+++ DATASET EXTRACT +++

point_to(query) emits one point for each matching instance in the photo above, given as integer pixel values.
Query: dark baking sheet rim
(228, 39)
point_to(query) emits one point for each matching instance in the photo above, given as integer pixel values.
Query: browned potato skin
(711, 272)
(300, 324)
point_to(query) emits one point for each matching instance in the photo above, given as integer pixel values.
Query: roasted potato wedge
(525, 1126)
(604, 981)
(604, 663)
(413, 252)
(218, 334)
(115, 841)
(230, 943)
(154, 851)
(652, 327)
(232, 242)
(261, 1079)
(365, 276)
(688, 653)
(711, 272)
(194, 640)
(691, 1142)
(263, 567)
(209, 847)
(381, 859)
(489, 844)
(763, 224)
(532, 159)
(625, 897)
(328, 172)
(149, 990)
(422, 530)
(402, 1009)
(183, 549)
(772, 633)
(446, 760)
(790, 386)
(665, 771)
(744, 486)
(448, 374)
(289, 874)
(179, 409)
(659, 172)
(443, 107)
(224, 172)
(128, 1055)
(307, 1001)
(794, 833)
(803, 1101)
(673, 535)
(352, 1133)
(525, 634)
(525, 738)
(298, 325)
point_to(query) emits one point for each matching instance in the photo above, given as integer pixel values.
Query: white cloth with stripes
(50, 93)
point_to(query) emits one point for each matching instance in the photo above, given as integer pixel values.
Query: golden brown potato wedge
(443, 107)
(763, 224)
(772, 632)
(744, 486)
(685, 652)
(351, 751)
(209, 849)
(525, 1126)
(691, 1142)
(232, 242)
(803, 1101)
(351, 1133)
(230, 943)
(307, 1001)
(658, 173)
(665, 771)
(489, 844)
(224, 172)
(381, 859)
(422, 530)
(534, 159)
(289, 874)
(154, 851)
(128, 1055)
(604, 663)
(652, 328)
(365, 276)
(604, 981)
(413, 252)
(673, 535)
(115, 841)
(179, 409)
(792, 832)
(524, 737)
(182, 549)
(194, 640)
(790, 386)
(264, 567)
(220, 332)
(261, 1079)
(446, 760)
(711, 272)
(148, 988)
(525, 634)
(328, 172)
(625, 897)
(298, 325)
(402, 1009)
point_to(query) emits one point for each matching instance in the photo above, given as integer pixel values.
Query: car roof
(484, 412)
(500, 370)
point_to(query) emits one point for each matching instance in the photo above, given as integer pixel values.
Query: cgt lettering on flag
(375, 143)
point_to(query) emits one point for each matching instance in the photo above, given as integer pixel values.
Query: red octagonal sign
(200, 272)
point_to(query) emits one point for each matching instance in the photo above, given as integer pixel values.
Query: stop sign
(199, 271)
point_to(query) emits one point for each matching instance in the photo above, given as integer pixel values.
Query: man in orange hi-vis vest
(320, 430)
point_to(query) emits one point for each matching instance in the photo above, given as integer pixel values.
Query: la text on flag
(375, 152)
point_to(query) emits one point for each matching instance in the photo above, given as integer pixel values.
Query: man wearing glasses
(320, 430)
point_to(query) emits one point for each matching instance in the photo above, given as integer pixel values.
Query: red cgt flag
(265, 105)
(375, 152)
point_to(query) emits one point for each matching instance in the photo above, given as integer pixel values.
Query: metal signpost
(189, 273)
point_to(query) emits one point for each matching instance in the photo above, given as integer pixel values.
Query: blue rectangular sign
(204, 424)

+++

■ EXERCISE:
All of the data above should be transcribed exactly.

■ SOLUTION FOR THIS EXERCISE:
point_to(query) emits one point for each matching instance in the photo above, given as integer pixel values.
Query: dark baking sheet rim
(228, 39)
point_to(query) emits one point for each matching instance in the photo above, given as integer pixel values.
Query: browned potato skin
(711, 272)
(300, 324)
point_to(query) emits one point for each matching instance in the photo above, given as integer pixel values.
Query: roasted potato wedge
(525, 1126)
(604, 981)
(604, 663)
(413, 252)
(218, 334)
(115, 841)
(230, 943)
(154, 851)
(652, 327)
(232, 242)
(261, 1079)
(365, 276)
(688, 653)
(711, 272)
(194, 640)
(691, 1142)
(263, 567)
(209, 847)
(381, 859)
(489, 844)
(763, 224)
(532, 159)
(625, 897)
(328, 172)
(149, 990)
(422, 530)
(402, 1009)
(183, 549)
(772, 633)
(446, 760)
(790, 386)
(665, 771)
(744, 486)
(448, 374)
(289, 874)
(179, 409)
(659, 172)
(443, 107)
(224, 172)
(128, 1055)
(307, 1001)
(794, 833)
(803, 1101)
(673, 535)
(352, 1133)
(525, 634)
(525, 738)
(298, 325)
point_to(query) emits one point for each matching instance in the photo above, given as integer pixel values.
Query: white cloth with stripes
(50, 93)
point_to(query) emits one point for each matching instance in the photo above, given as integer pixel values.
Query: golden brown potato wedge
(443, 107)
(763, 224)
(772, 632)
(744, 486)
(685, 652)
(351, 751)
(209, 849)
(525, 1126)
(691, 1142)
(232, 242)
(803, 1101)
(351, 1133)
(230, 943)
(307, 1001)
(658, 173)
(665, 771)
(489, 844)
(224, 172)
(381, 859)
(422, 530)
(534, 159)
(289, 874)
(154, 851)
(128, 1055)
(604, 663)
(652, 328)
(365, 276)
(604, 981)
(413, 252)
(673, 535)
(115, 841)
(179, 409)
(792, 832)
(524, 737)
(182, 549)
(194, 640)
(790, 386)
(264, 567)
(220, 332)
(261, 1079)
(446, 760)
(711, 272)
(148, 988)
(525, 634)
(328, 172)
(625, 897)
(298, 325)
(402, 1009)
point_to(query) emits one point for each matching instance in the photo above, given as integer pixel values.
Query: car roof
(484, 412)
(500, 370)
point_to(query) emits one point for each matching instance in the photo above, given as integer pixel values.
Query: cgt lettering on flag
(375, 143)
point_to(query) emits one point for each matching instance in the photo above, given as integer pixel values.
Query: red octagonal sign
(200, 272)
point_to(query) emits one point for each matching instance in the photo above, given as integer pixel values.
Query: stop sign
(199, 271)
point_to(query) emits one point for each matching instance in the photo above, given as integer pixel values.
Query: man in orange hi-vis vest
(320, 430)
point_to(query) emits one point for each matching instance in the photo above, given as integer pixel values.
Query: la text on flag
(375, 152)
point_to(query) emits one point for each matching instance in the photo above, given as integer pixel values.
Query: man wearing glasses
(320, 430)
point_to(query) emits one point for each matching instance in the photo above, given as integer pixel values.
Query: red cgt flag
(265, 105)
(375, 152)
point_to(query) emits one point for each matching instance in the photo above, given as integer pixel values.
Query: metal signpost
(189, 273)
point_to(query) emits one point for each matching instance in the photo above, given as integer pixel values.
Query: blue rectangular sign
(204, 424)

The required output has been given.